Extract every line of the material below verbatim, from the first line to the last.

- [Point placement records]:

####

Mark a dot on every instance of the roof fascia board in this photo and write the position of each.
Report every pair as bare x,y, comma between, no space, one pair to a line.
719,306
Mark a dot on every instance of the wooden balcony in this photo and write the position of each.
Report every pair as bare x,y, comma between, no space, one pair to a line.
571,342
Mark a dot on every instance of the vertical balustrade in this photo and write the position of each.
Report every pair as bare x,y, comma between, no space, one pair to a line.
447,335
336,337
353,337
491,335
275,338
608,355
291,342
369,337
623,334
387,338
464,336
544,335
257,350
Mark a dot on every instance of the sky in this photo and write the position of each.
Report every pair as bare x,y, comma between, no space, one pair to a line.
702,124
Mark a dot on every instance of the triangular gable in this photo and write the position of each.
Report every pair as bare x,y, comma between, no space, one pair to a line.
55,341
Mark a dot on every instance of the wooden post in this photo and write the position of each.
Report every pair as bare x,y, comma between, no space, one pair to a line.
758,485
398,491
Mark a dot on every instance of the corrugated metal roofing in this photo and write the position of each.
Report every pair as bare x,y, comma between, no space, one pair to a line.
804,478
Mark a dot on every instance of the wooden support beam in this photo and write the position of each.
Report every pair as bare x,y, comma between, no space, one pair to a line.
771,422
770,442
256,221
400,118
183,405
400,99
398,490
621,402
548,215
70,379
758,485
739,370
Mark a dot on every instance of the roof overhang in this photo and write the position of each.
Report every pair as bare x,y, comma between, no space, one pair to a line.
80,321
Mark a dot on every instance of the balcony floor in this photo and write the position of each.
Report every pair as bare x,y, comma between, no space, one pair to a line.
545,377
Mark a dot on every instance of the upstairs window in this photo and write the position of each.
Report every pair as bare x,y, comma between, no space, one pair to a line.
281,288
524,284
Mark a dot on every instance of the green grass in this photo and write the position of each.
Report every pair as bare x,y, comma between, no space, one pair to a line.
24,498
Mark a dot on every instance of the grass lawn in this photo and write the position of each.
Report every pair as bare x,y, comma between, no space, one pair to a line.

####

- [Reply to the exercise]:
Mark a dot on every instance of the roof fascia board in this photo and write the position of each.
Report every pair as bare x,y, comma between, no space, one pair to a line.
719,306
Mark a dot on every instance of the wooden balcony in this photo and write the position of each.
Report every pair as bare x,y, comma between, no space, one pair to a line.
571,342
Mark a dot on every instance of the vertical balustrade in this photo and write the position of each.
Report every pair as bare x,y, comma between, no space, one pair to a line.
447,335
336,337
353,337
491,335
275,338
608,355
291,342
369,337
623,334
387,338
464,336
544,335
257,350
Mark a dot on every instance of the sky in this photo and write the position of each.
Report every pair as bare x,y, comma between, no space, one pair to a line.
702,124
Mark a dot on every instance of the triangular gable in this photo and write the position of each.
Report every pair as bare x,y, comma between, no space, one pair to a line.
55,341
Mark a dot on every instance of the wooden post in this photo and write the position of each.
Report every pair as bare x,y, comma between, no space, one pair to a line.
758,485
398,491
Mark a dot on every instance of the corrugated metal roofing in this photo and write the position of each.
Report every pair as bare x,y, comma between, no space, one pair to a line.
804,478
Mark a dot on every instance of the wooden support beam in this photo and write the position of each.
Report every pair as bare x,y, comma between, no space, one pair to a line.
771,422
770,442
256,221
400,118
183,405
400,99
398,490
621,402
548,215
70,379
758,485
739,370
Mark a dot on every instance of the roof overhang in this photo and write the position of each.
Report every pair as bare x,y, comma between, no space, one pair to a line.
80,321
Mark a dot on every instance of the balcony floor in this photo and write the position of each.
Report every pair as bare x,y, comma between, no space, one pair to a line.
545,377
Mark a dot on every instance of the upstairs window in this photo and write the position of each.
Report every pair as bare x,y, comma between, no space, one pair to a line.
281,288
524,284
Mark a dot on every instance of the green grass in this photo and write the position of each.
Report every pair as bare x,y, comma between, no space, one pair to a line.
24,498
Mark a dot on every instance of the grass lawn in this photo and write the position of each.
Report every pair as bare x,y, comma between, no space, one pair to a line.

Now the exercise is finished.